Task brief ▸ Reproduce verbatim only the lines of the records below that run from the line containing "of the dark" up to and including the line containing "of the coastal".

Information provided ▸
────────

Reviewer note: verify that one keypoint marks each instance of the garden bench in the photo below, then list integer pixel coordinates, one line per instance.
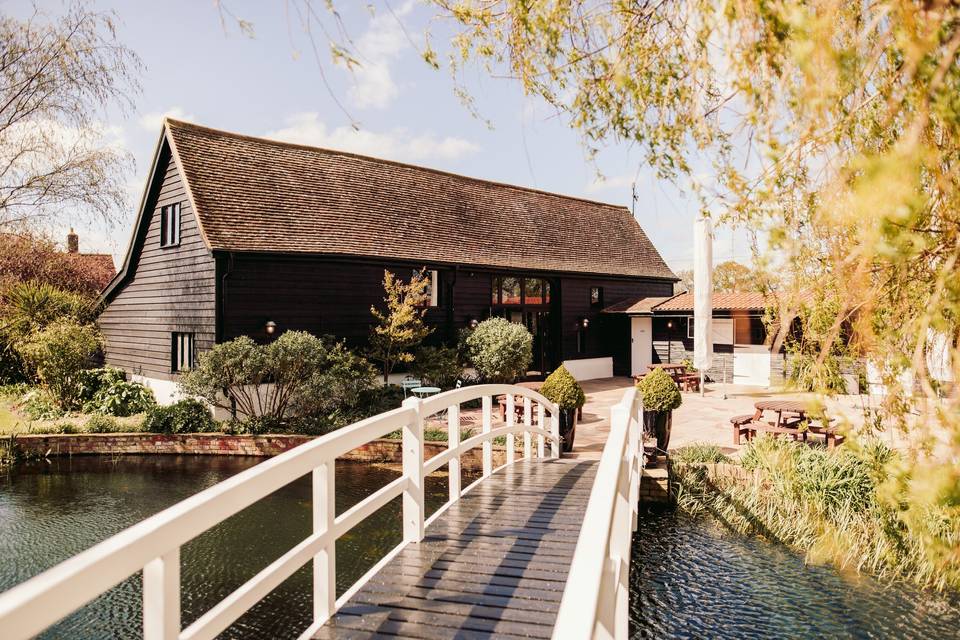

────────

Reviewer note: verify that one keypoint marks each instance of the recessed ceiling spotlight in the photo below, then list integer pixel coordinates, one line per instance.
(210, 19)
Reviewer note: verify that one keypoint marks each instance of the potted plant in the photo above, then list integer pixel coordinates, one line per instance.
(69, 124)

────────

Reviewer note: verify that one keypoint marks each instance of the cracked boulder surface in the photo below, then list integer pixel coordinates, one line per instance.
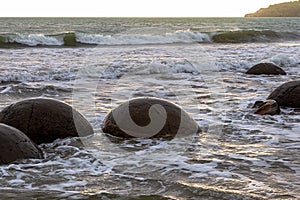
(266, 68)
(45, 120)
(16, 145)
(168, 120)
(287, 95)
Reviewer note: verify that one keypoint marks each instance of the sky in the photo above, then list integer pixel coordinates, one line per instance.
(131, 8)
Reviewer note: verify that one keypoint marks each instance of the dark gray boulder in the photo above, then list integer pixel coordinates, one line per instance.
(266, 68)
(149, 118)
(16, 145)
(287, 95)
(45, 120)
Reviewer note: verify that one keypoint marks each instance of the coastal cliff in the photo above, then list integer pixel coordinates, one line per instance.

────────

Exercise result ▸
Reviewer note: verify that one keypoint marks each instance of the dark gray boulder in the photo above, then list integer pixel coordinates, one line per instance.
(266, 68)
(149, 118)
(16, 145)
(287, 95)
(45, 120)
Reviewer note: verify that one keypoint marks each instance of the coastal cliff in the photo above, then list integer pixel coordinates, one line per instance.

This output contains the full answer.